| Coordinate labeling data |

——

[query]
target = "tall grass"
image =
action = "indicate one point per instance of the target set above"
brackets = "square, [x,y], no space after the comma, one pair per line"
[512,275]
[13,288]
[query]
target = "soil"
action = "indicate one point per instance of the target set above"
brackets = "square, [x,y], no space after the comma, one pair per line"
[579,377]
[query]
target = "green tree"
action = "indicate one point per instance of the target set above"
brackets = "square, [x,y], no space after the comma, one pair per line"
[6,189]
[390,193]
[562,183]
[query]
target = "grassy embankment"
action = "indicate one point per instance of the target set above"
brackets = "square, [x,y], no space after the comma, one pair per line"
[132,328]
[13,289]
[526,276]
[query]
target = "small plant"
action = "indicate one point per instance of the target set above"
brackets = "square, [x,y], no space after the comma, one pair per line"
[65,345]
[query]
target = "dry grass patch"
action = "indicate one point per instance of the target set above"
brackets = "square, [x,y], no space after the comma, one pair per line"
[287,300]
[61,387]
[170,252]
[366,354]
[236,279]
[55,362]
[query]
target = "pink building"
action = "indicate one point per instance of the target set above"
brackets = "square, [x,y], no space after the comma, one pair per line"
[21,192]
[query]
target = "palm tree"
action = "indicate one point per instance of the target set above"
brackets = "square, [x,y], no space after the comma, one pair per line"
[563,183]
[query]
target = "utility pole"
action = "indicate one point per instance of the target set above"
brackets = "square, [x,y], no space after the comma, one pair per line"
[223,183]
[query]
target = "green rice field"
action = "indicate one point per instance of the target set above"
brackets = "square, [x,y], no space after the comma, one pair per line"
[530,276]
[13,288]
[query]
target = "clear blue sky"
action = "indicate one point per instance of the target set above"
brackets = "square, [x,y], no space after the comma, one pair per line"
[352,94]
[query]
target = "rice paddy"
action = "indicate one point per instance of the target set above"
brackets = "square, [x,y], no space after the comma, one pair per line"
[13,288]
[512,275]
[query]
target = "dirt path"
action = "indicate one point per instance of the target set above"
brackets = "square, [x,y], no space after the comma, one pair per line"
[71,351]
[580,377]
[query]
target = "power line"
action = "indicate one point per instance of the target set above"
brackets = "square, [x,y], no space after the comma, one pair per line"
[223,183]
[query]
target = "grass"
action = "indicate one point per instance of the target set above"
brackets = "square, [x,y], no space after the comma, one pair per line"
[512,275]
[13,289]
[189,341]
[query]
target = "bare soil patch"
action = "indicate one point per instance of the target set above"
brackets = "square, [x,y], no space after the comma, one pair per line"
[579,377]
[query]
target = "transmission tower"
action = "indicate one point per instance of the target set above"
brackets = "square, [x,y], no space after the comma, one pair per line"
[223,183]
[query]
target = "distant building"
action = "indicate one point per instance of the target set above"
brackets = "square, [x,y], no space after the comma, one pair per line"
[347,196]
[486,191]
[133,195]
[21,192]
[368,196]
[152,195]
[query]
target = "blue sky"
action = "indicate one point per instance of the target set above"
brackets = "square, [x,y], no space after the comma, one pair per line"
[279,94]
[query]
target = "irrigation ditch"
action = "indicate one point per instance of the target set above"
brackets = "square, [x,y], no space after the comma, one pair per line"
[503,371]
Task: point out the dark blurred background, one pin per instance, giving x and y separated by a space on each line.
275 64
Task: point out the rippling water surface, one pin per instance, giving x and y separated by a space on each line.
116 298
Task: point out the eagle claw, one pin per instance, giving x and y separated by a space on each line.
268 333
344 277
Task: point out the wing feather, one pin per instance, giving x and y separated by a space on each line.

——

| OBJECTIVE |
Write out the complete set of records exactly as given.

| TASK OUTPUT |
[query]
target = "tall grass"
image =
action = "indicate one point per instance of the target set above"
brackets = "square, [x,y], no space after the comma, one pair per line"
[512,275]
[13,288]
[query]
target = "soil"
action = "indicate one point per instance of the target set above"
brackets = "square, [x,y], no space after the comma, one pair per line"
[579,377]
[query]
target = "green tree"
action = "indicate one point per instance of the target set above"
brackets = "square, [x,y], no space after the comma, one pair per line"
[6,189]
[390,193]
[562,183]
[query]
target = "grassy embankment"
action = "indicate one point per instance of the target set above"
brackets = "square, [x,y], no space after the comma, one pair per line"
[132,328]
[13,289]
[526,276]
[query]
target = "small plant"
action = "indicate one point per instance of the target set above"
brackets = "square, [x,y], no space after the comma, one pair per line"
[65,345]
[query]
target = "dry grass patch"
action = "indicate one point per instance of the target set above"
brackets = "square, [x,y], no space after the comma, one pair per line"
[287,300]
[61,387]
[170,252]
[366,354]
[236,279]
[55,362]
[query]
target = "pink building"
action = "indicate one point per instance of the target set above"
brackets = "square, [x,y], no space after the comma, one pair per line"
[21,192]
[query]
target = "palm tree"
action = "indicate one point per instance of the target set above"
brackets = "square, [x,y], no space after the comma, one pair per line"
[563,183]
[query]
target = "utility pole"
action = "indicate one point per instance of the target set above"
brackets = "square, [x,y], no space after the comma, one pair per line"
[223,183]
[query]
target = "green rice field"
action = "indicate one point per instance of the target set above"
brackets = "square, [x,y], no space after the comma, one pair per line"
[530,276]
[13,288]
[query]
target = "clear blue sky"
action = "indicate one point per instance of the target set above"
brackets = "square, [x,y], no space after the comma, one pair per line"
[352,94]
[query]
target = "rice paddy"
action = "indicate one point per instance of the target set above"
brackets = "square, [x,y], no space after the comma, one pair per line"
[13,288]
[512,275]
[query]
target = "dirt path"
action = "indicate one point per instance of the target set above"
brackets = "square, [x,y], no space after the comma, one pair per line"
[71,351]
[580,377]
[query]
target = "power line"
action = "indicate one point per instance of the target set above"
brackets = "square, [x,y], no space after the comma, one pair per line"
[223,183]
[query]
target = "grass"
action = "indicate one point per instance of the target set above"
brackets = "square, [x,y], no space after the comma, one pair per line"
[512,275]
[13,289]
[189,341]
[query]
target = "bare soil patch"
action = "indicate one point per instance of the target set above"
brackets = "square, [x,y], no space after the comma, one pair per line"
[579,377]
[query]
target = "transmission tower"
action = "indicate one point per instance of the target set above"
brackets = "square, [x,y], no space after the comma, one pair per line"
[223,183]
[query]
target = "distant building"
action = "indicate one point per instance of the target set above"
brackets = "square, [x,y], no space after the comma, one pair per line"
[347,196]
[486,191]
[133,195]
[21,192]
[368,196]
[152,195]
[query]
target = "blue sky"
action = "indicate one point per instance of the target set above"
brackets = "square, [x,y], no space after the comma, one pair per line"
[279,94]
[query]
target = "irrigation ditch"
action = "indicate one point per instance of the target set above"
brackets = "square, [x,y], no space after the comma, one pair per line"
[503,371]
Task: point out the dark blurred background, one pin per instance, giving x and y separated by a space on each line.
275 64
Task: point out the rippling water surface, one pin per instance, giving x and y separated by a space on each line.
116 298
Task: point out the eagle claw, one pin per instance, giving x and y separated by a space on each line.
268 333
344 277
Task: point out the wing feather, one pin per instance, giving x and y separated by a space on each line.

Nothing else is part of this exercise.